TASK INPUT -
***

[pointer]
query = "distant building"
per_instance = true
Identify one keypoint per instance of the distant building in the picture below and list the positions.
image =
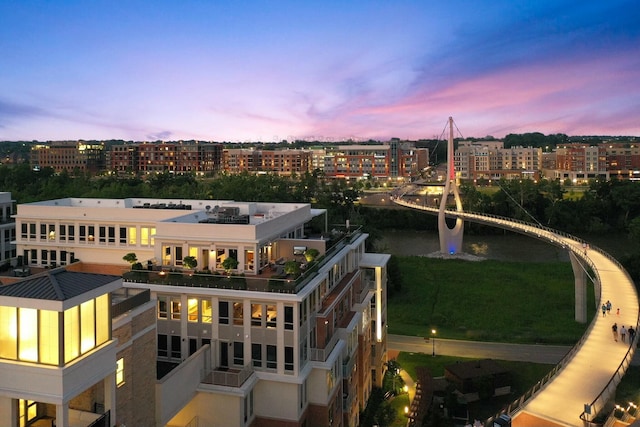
(280, 162)
(69, 156)
(396, 159)
(7, 228)
(489, 160)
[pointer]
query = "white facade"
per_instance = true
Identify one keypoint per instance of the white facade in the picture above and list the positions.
(291, 351)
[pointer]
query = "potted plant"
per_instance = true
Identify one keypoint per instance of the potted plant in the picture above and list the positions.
(229, 264)
(311, 254)
(190, 262)
(131, 258)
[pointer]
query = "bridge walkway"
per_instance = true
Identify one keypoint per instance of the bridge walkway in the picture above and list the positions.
(592, 370)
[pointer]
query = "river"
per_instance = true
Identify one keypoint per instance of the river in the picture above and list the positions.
(505, 246)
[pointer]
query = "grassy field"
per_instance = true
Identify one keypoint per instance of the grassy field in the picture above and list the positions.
(489, 300)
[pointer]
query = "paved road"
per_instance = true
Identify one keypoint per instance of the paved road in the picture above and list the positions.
(550, 354)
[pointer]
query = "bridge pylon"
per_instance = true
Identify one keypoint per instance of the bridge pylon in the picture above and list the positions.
(450, 238)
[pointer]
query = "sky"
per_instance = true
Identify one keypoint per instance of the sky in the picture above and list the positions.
(248, 71)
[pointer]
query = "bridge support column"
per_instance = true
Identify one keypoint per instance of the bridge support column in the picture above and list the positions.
(580, 288)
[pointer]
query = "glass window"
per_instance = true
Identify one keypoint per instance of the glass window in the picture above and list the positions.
(206, 310)
(256, 354)
(133, 236)
(49, 346)
(8, 332)
(223, 312)
(103, 320)
(175, 308)
(272, 359)
(256, 314)
(192, 309)
(237, 313)
(162, 345)
(272, 315)
(238, 353)
(288, 358)
(120, 372)
(288, 317)
(71, 334)
(162, 307)
(87, 326)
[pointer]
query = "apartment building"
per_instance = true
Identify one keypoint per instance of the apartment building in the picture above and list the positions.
(291, 333)
(489, 160)
(393, 160)
(75, 350)
(7, 229)
(581, 162)
(69, 156)
(280, 162)
(180, 157)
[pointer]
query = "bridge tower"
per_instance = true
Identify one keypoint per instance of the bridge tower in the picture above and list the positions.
(450, 238)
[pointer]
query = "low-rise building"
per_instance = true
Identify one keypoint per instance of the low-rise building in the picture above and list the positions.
(292, 332)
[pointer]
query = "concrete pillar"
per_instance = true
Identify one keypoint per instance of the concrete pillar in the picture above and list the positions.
(62, 415)
(580, 288)
(9, 411)
(110, 395)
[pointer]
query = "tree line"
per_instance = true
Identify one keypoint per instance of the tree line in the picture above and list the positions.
(604, 207)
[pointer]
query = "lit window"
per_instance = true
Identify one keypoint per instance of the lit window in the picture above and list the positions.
(120, 372)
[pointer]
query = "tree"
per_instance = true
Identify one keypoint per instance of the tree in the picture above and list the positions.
(311, 254)
(190, 262)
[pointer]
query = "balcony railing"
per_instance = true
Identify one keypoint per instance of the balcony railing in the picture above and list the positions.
(229, 377)
(321, 354)
(178, 277)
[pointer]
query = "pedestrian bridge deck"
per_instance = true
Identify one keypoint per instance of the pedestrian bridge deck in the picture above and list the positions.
(597, 363)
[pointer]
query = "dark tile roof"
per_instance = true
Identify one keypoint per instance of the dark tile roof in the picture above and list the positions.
(56, 285)
(475, 369)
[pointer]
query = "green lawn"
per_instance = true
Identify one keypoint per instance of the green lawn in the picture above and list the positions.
(490, 300)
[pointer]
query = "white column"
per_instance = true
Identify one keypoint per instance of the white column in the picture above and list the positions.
(110, 395)
(62, 415)
(9, 411)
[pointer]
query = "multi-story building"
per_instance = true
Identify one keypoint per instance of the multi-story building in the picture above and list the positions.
(393, 160)
(623, 160)
(488, 160)
(69, 155)
(281, 162)
(581, 162)
(274, 338)
(7, 229)
(75, 350)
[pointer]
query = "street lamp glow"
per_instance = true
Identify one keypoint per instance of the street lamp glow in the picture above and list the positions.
(433, 342)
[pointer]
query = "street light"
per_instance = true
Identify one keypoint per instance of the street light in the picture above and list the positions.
(433, 342)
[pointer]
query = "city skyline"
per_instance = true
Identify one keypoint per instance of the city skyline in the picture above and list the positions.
(261, 71)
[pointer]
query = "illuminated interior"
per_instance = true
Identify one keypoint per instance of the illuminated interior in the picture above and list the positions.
(32, 335)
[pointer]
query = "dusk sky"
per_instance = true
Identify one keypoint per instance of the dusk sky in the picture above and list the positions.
(328, 70)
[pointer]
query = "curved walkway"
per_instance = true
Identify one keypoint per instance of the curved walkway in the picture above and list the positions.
(591, 371)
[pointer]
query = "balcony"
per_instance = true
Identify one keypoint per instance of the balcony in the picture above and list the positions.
(229, 377)
(266, 282)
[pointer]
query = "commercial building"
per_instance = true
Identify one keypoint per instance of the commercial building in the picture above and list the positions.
(70, 156)
(291, 332)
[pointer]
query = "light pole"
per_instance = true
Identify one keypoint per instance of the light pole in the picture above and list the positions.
(433, 342)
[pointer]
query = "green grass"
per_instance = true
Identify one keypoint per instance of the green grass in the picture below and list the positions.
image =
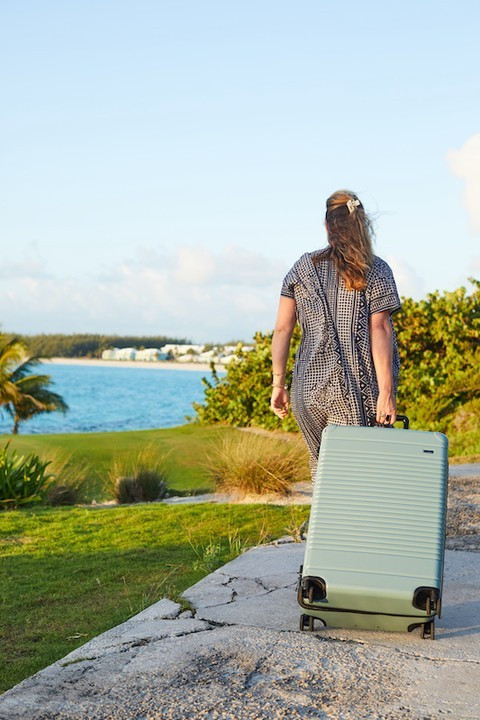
(68, 574)
(187, 443)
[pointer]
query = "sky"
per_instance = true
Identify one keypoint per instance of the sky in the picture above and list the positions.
(163, 164)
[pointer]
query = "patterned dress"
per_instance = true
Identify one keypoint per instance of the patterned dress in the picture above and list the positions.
(334, 379)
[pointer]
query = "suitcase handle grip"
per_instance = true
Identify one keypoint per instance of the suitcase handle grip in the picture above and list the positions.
(400, 418)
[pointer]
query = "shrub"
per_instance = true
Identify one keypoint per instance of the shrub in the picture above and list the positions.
(246, 462)
(23, 480)
(439, 344)
(73, 479)
(139, 478)
(241, 397)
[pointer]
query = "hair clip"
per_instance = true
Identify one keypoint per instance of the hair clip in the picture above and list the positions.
(352, 204)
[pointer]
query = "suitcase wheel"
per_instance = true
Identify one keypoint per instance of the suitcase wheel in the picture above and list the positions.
(428, 630)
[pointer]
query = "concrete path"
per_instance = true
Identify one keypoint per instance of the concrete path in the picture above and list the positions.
(242, 656)
(465, 470)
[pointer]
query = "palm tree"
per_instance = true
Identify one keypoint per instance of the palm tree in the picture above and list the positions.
(22, 394)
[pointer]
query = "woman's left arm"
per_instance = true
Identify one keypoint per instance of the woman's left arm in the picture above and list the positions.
(282, 334)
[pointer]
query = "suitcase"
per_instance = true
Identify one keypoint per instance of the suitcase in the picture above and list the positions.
(375, 545)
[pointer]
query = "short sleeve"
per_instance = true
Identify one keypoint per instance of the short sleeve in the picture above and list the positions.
(288, 282)
(382, 290)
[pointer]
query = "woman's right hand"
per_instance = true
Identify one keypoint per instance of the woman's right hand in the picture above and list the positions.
(386, 409)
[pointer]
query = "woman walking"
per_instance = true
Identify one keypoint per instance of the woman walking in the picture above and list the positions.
(346, 368)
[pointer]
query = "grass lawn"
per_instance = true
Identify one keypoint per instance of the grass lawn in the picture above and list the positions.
(68, 574)
(188, 445)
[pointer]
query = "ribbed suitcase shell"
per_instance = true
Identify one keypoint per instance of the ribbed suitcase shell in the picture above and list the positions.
(377, 525)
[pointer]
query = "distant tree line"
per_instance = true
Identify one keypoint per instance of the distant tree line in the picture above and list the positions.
(78, 345)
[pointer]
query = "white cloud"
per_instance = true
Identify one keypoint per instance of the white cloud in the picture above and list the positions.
(188, 292)
(465, 163)
(408, 281)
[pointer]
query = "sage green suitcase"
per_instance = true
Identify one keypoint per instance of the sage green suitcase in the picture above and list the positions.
(375, 545)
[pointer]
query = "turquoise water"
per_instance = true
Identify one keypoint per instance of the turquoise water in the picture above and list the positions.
(115, 398)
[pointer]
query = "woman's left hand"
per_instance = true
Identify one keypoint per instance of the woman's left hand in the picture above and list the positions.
(280, 402)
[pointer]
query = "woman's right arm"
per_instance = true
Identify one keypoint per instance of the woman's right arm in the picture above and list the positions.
(286, 319)
(381, 345)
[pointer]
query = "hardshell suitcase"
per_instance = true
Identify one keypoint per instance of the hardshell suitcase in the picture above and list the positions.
(375, 545)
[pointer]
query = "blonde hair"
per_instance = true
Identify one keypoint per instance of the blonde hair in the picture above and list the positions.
(350, 235)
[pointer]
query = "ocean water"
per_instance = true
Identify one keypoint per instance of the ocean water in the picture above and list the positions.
(115, 398)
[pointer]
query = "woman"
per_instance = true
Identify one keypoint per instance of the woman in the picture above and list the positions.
(346, 368)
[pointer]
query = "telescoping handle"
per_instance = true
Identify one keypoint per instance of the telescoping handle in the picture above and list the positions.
(400, 418)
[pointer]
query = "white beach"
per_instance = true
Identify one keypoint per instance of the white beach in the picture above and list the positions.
(154, 365)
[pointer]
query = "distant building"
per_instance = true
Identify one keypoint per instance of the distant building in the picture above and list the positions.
(150, 354)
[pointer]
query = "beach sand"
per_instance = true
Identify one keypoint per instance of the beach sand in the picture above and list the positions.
(154, 365)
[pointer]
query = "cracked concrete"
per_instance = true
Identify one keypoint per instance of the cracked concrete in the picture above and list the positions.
(242, 656)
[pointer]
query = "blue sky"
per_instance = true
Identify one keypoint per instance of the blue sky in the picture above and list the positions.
(164, 163)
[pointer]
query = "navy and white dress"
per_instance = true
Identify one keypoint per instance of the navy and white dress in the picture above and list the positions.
(334, 379)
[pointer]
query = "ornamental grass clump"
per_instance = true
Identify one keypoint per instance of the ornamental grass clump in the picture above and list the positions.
(246, 463)
(139, 478)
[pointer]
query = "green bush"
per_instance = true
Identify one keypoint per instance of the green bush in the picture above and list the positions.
(146, 486)
(241, 397)
(23, 480)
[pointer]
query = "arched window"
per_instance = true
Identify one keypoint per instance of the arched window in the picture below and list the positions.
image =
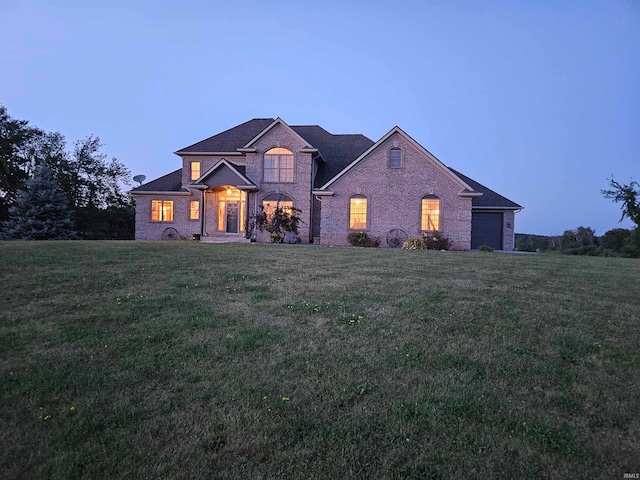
(278, 165)
(395, 158)
(430, 213)
(358, 212)
(275, 200)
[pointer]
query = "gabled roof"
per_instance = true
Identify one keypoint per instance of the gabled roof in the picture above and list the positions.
(171, 182)
(489, 198)
(277, 121)
(229, 140)
(224, 173)
(337, 151)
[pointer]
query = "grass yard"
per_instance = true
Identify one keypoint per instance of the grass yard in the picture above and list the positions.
(182, 360)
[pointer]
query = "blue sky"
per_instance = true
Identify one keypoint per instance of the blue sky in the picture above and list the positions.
(539, 101)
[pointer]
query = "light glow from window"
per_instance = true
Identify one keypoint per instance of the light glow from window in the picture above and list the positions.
(194, 210)
(195, 170)
(430, 214)
(162, 211)
(395, 158)
(358, 212)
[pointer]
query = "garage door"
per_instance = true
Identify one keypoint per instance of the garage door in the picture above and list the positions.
(486, 229)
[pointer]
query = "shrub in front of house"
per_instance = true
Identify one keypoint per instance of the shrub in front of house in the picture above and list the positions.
(362, 239)
(275, 238)
(414, 244)
(291, 238)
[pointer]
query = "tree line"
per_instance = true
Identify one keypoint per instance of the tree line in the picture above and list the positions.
(619, 242)
(49, 189)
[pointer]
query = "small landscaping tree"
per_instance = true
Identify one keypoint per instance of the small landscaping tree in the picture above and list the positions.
(40, 212)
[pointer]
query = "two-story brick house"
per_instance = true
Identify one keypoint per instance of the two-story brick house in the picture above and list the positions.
(392, 189)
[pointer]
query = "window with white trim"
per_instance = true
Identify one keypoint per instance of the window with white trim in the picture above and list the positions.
(358, 212)
(195, 170)
(395, 158)
(430, 213)
(275, 200)
(278, 165)
(194, 210)
(161, 210)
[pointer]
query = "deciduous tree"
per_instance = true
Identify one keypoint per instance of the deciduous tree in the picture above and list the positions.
(40, 212)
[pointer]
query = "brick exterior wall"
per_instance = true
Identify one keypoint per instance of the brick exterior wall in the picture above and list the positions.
(299, 190)
(394, 197)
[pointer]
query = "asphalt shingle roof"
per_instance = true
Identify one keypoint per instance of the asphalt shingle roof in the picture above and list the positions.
(337, 151)
(171, 182)
(230, 140)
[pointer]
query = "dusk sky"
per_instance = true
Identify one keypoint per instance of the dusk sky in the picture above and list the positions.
(539, 100)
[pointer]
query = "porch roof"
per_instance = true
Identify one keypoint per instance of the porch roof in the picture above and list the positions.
(225, 173)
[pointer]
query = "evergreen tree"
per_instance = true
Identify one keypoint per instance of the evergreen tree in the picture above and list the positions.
(40, 212)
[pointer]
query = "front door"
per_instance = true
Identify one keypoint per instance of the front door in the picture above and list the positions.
(232, 217)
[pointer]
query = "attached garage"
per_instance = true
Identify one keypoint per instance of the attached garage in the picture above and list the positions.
(486, 229)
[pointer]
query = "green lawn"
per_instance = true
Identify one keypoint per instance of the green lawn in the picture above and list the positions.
(182, 360)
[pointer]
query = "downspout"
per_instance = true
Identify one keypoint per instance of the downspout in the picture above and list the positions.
(255, 214)
(203, 210)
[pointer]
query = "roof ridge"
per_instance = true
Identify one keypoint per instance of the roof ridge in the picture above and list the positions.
(225, 131)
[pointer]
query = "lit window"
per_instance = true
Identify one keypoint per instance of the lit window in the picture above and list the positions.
(278, 165)
(194, 210)
(430, 213)
(358, 212)
(229, 199)
(195, 170)
(395, 158)
(161, 211)
(275, 200)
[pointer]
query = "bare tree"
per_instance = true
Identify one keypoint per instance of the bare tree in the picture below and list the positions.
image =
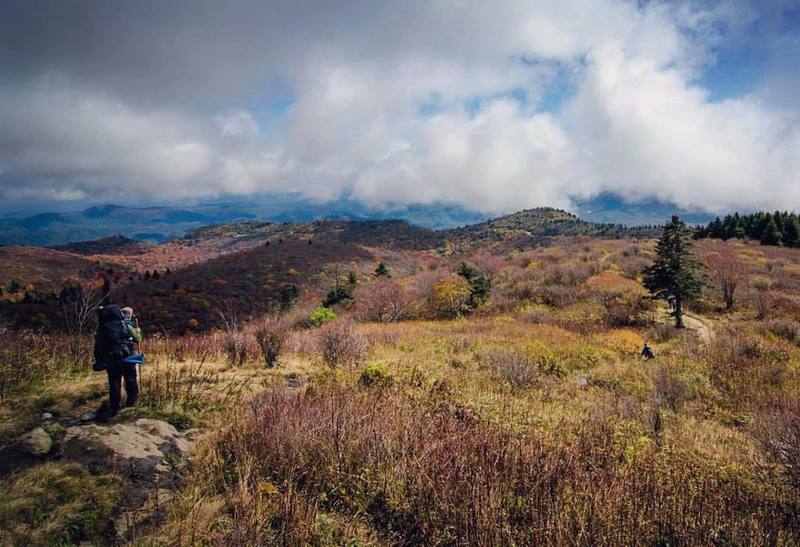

***

WRITTEN PROBLEM - How many lines in the rows above contain the string "illuminated", counting only exact-case matches? Reply with the number alone.

SOLUTION TO THE PROBLEM - 2